● Selected passage:

[Start]

A VETERAN councillor who has represented communities across Swindon for almost 40 years has announced he will be standing down next year.

Labour’s Derique Montaut was first elected to what was then Thamesdown Council in 1980 by the voters of Walcot.

Since then he has led his party, served in front bench roles in the administration and in opposition and taken his turn as mayor.

Outside of the formal political arena he spent more than a quarter of a century as a senior trade union leader at Swindon’s Pressed Steel motor plant.

The great grandson of a French captain shipwrecked off the coast of India, Derique spent his childhood living in privileged surroundings during the decline of the Raj before moving to London.

“I came down to Swindon in the 1960s looking for housing and employment,” said Derique. “I had been working in a lab until then, I was quite privileged and not at all political.

“Going from a white-collar background to a manual role at Pressed Steel was a huge transition.”

The plant was a closed shop so, despite his political ambivalence, Derique dutifully signed up with the National Union of Vehicle Builders, an early pre-cursor to Unite.

His involvement would develop quickly, leading to a far greater role when he became a shop steward at the age of just 22 or 23.

“I was probably the youngest senior rep in the country,” he said. “I was fighting for thousands of workers.

“It was a difficult time - every item on the production process had to be negotiated and industrial action was inevitable.

“It is hard to believe but I probably led more small scale strikes than Arthur Scargill.

“It was a different world back then – it was night and day – you could be called in at any time to resolve disputes.

"But by using industry muscle in a clever way, the semi-skilled workers at Pressed Steel were some of the best paid in the country.

“It was a difficult job, people would get angry with me asking how they were supposed to feed their kids if we kept going out on strike. At times like that I needed the heavies around.

“We would have vagrants turn up to meetings, except they weren’t vagrants they were Special Branch officers.

“We went to London to help confront the National Front in the streets. We sent food to miners during the miners’ strike.”

Derique would spend 26 years as a shop steward at Pressed Steel and longer still as a senior representative.

“I’ve got no idea how I held on for so long because there were always competing factions trying to be in control,” he recalled.

[End]

● Given information:
[Start]

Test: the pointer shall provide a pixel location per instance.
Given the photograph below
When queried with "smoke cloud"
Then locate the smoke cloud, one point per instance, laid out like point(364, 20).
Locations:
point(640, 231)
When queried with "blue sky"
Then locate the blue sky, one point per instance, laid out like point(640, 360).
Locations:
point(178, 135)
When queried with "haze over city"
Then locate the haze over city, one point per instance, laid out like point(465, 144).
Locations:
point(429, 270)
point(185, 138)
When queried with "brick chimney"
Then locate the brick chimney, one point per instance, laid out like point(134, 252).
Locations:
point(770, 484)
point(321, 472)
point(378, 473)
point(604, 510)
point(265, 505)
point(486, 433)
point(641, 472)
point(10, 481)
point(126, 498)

[End]
[Start]

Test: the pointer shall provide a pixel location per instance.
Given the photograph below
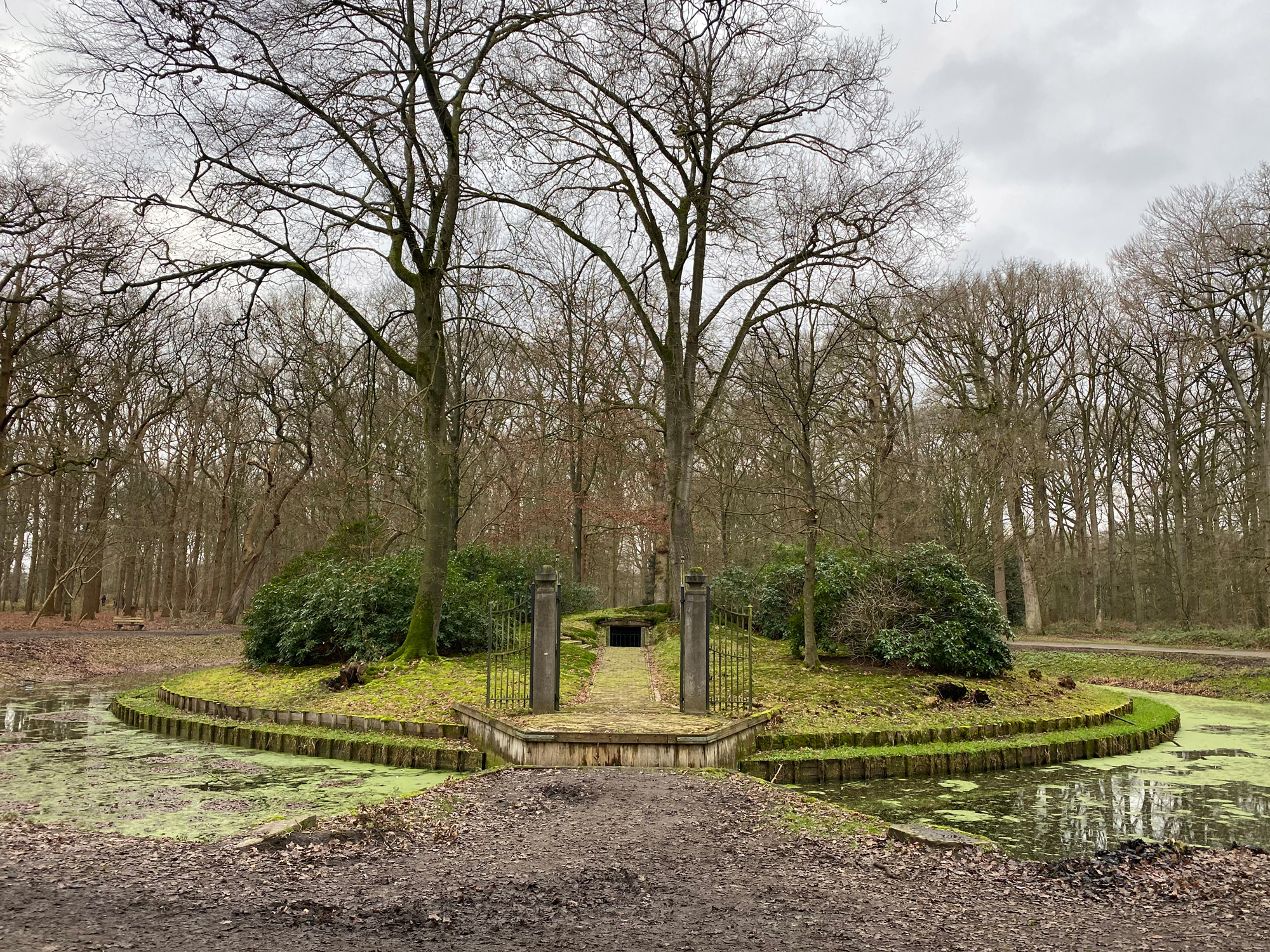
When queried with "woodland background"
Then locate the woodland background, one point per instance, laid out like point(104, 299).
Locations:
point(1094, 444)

[End]
[Start]

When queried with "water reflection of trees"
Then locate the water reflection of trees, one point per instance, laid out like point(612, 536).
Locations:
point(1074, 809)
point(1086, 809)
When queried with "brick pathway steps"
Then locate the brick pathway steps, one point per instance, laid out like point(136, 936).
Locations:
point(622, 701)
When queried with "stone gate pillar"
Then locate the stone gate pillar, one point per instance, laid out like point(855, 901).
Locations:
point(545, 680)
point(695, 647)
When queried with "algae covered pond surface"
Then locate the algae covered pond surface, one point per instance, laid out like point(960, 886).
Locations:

[End]

● Task A:
Return the passage of the article about Derique Montaut from "Labour’s Derique Montaut" up to and including "turn as mayor.", copied word for word.
● Task B:
List every organization the article about Derique Montaut mentions by name.

● Full response A:
Labour’s Derique Montaut was first elected to what was then Thamesdown Council in 1980 by the voters of Walcot.

Since then he has led his party, served in front bench roles in the administration and in opposition and taken his turn as mayor.

● Full response B:
- Labour
- Thamesdown Council
- Pressed Steel
- National Union of Vehicle Builders
- Unite
- Special Branch
- National Front